**MATERIAL TO PROCESS**
———
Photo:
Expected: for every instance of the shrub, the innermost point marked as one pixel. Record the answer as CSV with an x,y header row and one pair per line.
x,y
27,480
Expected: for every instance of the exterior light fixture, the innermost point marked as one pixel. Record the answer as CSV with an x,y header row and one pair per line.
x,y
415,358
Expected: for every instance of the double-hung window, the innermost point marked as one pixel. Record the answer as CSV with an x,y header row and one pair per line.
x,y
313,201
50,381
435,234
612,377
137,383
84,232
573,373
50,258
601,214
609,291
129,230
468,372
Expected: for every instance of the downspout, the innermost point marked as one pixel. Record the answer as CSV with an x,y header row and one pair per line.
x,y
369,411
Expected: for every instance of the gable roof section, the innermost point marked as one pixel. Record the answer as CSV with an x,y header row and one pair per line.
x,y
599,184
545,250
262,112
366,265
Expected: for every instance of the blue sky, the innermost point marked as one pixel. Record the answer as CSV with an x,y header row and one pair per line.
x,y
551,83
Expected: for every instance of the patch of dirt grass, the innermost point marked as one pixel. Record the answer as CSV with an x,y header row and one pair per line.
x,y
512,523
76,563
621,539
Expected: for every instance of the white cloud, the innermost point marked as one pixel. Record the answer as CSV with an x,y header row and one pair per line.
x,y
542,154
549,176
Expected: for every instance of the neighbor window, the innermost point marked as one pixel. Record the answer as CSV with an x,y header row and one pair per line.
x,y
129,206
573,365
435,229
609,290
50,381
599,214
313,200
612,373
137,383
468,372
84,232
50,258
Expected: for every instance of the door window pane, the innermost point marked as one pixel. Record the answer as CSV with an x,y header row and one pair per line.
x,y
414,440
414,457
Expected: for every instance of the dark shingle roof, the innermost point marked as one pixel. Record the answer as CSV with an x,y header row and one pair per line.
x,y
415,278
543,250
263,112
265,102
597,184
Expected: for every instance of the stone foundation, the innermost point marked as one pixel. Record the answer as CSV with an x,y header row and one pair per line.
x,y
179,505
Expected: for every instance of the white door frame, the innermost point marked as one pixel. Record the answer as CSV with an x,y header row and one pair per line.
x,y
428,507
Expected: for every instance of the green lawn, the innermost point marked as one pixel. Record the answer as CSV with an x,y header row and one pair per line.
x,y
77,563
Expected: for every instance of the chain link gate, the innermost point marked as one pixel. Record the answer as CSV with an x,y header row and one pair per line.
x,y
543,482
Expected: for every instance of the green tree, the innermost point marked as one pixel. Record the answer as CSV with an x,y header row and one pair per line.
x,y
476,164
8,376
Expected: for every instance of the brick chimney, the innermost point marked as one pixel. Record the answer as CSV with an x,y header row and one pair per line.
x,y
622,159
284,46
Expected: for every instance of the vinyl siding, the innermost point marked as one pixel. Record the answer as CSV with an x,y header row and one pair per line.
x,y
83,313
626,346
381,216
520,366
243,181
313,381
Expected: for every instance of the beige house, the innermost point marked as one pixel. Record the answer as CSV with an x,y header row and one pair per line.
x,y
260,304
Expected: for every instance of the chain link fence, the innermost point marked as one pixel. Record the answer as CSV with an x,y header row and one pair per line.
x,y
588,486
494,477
———
**DIRECTIONS FOR THIS TASK**
Could you transcribe, with no changes, the part of the records above that opens with the line containing "Expected: for every instance of the beige" and runs through the end of the records?

**PROBLEM SOLUTION**
Expected: for every instance of the beige house, the innermost point marked as one pixel. Record the answer as CSV with an x,y header row and one pair per line.
x,y
260,304
Expected: for every instance of the chain link fence, the innermost point marked as one pixel. Record the answer as CSV with an x,y header row and one pair per line.
x,y
588,486
494,477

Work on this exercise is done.